» Reading text
Upstream-consumer survey (added 2026-05-16 post-Phase-0)

Per feedback_upstream_alignment_over_speed, surveyed real upstream V4L2 stateless HEVC consumers for the EXT_SPS_*_RPS pattern. Subagent transcript: ~/.../tasks/aa6f3e6382bc0d721.output. Findings:

Consumer Status Pattern
GStreamer MERGED for GStreamer 1.28 (!10820) Walks its own gst_h265_parser_*'s GstH265SPS.short_term_ref_pic_set[] array — field names match H.265 spec, one-to-one mapping to the V4L2 struct. Header strategy: runtime-optional control probe, NO #ifndef shim. File: subprojects/gst-plugins-bad/sys/v4l2codecs/gstv4l2codech265dec.c, function gst_v4l2_codec_h265_dec_fill_ext_sps_rps
FFmpeg (Casanova WIP) Not yet on ffmpeg-devel (branch v4l2-request-ext-sps-rps-n8.0.1 at gitlab.collabora.com) Walks libavcodec's internal HEVCSPS->st_rps[] (different field names than spec — rps_predict, delta_idx, abs_delta_rps, etc., requires translation). LT_RPS commented-out (incomplete). Function: fill_ext_sps_st_rps in libavcodec/v4l2_request_hevc.c
cros-codecs No support yet (would parse via own cros_codecs::codec::h265::parser::Sps when added — same shape as GStreamer) n/a
Casanova kernel-test framework fluster through GStreamer 1.28 + Collabora FFmpeg WIP — no separate reference consumer n/a
Bootlin libva-v4l2-request Dormant since 2019, no 7.0-UAPI work n/a

Upstream-aligned pattern is unambiguous: parse the H.265 SPS NAL ourselves, populate the V4L2 controls from our parser's output. Both active upstream consumers (GStreamer merged, FFmpeg WIP) follow this exactly. VAAPI does not and will not expose the RPS array content, so we must parse.

» Problem description
Repeat the upstream-consumer survey word for word, from "Upstream-aligned pattern is" up to and including "we must parse.". The material is not needed here.

» The data

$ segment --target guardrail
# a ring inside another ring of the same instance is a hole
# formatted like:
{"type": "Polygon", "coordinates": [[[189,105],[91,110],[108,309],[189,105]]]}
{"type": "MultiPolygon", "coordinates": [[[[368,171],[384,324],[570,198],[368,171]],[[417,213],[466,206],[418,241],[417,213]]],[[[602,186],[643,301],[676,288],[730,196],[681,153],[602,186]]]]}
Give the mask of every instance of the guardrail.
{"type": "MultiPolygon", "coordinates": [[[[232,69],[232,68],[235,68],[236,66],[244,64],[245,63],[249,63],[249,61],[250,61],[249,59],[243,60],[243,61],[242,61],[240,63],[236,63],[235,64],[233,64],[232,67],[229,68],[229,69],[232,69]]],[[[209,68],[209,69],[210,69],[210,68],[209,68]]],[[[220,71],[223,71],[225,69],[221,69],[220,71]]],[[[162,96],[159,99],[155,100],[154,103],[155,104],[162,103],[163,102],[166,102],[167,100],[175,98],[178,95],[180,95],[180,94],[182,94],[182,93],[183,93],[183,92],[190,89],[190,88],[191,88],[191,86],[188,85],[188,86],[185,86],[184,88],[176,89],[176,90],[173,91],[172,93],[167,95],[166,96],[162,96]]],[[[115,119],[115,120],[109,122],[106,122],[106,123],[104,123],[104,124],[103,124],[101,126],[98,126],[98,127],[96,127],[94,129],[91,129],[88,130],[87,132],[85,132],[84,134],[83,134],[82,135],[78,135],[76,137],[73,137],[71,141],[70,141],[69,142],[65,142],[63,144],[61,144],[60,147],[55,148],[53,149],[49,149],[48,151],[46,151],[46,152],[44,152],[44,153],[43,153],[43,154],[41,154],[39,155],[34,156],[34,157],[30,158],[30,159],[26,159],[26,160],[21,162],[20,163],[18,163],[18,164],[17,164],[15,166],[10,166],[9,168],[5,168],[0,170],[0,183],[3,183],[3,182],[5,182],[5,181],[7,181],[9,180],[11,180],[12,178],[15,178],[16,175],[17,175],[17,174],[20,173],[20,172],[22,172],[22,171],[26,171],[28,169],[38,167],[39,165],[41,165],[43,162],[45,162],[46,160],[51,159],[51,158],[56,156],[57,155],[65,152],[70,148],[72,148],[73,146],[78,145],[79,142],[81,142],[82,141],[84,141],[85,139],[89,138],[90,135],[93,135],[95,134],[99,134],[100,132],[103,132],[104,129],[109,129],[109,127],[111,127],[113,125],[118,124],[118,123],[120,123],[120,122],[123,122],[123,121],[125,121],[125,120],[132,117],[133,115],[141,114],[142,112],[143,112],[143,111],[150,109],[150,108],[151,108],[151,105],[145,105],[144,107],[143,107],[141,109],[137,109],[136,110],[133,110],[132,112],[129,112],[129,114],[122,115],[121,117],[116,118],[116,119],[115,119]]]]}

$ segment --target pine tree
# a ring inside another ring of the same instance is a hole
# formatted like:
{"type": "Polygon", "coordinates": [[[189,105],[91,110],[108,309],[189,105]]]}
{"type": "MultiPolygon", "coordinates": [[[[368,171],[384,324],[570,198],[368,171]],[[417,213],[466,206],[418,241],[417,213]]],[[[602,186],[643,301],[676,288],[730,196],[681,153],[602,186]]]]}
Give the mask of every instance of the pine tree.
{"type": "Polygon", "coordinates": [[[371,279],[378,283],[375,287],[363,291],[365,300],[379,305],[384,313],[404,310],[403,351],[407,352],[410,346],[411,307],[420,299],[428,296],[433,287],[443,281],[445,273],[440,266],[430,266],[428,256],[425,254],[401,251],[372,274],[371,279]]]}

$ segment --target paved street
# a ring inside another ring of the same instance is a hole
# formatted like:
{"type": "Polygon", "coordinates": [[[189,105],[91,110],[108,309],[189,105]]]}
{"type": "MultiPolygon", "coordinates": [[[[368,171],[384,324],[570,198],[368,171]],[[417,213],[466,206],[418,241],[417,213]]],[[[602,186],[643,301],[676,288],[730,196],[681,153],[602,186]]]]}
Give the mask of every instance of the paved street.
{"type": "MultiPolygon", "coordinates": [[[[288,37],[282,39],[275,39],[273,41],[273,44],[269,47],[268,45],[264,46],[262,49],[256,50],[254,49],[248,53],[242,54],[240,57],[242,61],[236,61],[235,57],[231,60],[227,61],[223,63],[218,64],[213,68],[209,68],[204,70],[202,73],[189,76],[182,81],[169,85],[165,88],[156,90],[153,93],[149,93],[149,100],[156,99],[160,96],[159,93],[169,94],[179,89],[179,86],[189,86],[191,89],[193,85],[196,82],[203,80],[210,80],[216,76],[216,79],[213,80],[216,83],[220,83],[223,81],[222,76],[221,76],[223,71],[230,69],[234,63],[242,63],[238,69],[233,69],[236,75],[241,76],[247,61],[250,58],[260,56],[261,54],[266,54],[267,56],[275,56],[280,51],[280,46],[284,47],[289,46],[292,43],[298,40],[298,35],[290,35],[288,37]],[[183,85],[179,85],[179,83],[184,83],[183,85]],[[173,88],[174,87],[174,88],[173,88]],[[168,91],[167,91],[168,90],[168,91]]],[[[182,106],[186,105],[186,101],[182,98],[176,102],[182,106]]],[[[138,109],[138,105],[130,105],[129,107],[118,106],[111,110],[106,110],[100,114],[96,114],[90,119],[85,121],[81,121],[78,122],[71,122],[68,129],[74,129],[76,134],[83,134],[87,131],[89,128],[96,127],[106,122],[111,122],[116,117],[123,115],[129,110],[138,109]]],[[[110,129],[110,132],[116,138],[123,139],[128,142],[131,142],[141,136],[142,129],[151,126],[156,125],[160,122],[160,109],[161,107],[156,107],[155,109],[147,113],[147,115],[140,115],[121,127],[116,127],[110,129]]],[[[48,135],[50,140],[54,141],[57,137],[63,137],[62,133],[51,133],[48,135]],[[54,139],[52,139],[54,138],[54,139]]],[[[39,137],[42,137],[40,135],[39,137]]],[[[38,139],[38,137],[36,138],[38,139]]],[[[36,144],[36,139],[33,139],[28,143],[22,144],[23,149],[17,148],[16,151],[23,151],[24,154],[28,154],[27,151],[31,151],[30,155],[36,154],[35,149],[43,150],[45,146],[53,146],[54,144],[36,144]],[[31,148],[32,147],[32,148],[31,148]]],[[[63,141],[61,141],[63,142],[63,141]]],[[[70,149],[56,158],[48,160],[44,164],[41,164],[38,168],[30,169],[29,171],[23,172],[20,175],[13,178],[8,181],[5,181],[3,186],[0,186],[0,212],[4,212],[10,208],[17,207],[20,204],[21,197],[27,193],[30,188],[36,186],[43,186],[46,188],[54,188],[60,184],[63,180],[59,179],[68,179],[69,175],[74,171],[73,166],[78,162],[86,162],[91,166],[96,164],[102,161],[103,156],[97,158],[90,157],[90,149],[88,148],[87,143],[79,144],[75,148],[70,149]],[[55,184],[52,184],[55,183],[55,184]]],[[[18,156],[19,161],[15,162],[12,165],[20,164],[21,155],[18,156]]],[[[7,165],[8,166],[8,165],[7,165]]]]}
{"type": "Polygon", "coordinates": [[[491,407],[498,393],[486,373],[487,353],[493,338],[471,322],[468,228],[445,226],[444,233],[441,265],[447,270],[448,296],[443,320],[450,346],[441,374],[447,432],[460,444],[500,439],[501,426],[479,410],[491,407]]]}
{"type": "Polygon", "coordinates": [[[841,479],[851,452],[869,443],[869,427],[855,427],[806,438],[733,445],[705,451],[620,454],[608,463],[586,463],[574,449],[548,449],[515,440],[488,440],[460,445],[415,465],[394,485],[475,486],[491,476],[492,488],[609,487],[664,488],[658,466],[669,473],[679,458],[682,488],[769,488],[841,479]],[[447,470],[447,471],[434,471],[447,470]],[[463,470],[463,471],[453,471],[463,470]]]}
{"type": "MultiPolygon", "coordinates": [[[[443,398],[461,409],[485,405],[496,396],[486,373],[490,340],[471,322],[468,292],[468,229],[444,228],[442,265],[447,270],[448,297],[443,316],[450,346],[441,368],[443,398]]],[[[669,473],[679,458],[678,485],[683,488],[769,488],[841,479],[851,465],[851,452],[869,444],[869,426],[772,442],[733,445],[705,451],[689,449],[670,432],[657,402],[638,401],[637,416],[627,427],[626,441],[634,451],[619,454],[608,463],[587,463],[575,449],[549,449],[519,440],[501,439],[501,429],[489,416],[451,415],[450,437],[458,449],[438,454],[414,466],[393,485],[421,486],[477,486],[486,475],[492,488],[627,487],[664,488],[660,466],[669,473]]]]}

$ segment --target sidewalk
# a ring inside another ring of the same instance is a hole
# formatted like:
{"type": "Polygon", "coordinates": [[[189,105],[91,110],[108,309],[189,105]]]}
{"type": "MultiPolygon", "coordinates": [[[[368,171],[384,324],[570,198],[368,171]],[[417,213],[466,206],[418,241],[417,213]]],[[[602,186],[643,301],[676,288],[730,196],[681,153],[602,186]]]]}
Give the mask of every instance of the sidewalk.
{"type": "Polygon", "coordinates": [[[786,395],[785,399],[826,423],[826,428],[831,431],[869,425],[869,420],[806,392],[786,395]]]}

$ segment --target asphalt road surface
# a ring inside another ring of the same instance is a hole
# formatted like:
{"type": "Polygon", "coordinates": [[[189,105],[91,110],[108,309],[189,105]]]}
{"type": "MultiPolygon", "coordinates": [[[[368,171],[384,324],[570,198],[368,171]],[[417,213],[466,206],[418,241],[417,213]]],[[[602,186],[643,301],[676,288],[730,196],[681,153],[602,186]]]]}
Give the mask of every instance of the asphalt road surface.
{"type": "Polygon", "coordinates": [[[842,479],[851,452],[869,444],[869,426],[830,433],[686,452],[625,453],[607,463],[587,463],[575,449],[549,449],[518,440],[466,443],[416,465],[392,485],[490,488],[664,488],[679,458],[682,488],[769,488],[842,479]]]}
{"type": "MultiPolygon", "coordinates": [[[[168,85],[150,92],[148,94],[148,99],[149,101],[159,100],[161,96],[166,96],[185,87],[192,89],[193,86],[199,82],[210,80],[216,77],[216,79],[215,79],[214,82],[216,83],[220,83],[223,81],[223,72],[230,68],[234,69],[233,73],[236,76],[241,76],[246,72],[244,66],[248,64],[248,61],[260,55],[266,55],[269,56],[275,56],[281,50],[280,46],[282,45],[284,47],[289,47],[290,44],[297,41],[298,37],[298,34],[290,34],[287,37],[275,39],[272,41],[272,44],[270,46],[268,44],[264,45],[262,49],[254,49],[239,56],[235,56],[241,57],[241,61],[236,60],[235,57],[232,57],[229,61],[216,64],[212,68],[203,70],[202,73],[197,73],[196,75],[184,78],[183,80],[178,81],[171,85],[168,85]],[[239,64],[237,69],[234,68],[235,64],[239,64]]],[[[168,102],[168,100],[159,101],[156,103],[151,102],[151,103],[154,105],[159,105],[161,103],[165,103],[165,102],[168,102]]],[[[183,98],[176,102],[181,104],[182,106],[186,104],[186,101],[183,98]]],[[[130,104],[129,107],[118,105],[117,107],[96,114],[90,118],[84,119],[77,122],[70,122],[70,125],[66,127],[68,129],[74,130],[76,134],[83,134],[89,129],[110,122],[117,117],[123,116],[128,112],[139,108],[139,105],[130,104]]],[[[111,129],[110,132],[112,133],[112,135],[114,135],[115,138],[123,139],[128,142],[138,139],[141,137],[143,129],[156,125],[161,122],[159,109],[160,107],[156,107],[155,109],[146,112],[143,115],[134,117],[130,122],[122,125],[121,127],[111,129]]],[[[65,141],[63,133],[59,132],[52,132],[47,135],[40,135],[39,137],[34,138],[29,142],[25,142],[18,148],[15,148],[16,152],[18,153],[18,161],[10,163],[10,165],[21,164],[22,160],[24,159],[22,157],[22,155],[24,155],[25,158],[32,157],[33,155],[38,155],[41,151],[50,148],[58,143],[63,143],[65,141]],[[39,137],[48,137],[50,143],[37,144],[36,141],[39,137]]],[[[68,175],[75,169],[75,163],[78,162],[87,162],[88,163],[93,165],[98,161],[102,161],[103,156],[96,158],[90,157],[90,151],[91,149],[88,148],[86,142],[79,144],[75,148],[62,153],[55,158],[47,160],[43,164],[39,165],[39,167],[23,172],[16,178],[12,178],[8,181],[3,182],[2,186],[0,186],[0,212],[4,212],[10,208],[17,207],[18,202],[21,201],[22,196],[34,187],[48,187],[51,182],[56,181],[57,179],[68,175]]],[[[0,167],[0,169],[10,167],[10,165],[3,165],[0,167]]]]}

» Result of this exercise
Upstream-aligned pattern is unambiguous: parse the H.265 SPS NAL ourselves, populate the V4L2 controls from our parser's output. Both active upstream consumers (GStreamer merged, FFmpeg WIP) follow this exactly. VAAPI does not and will not expose the RPS array content, so we must parse.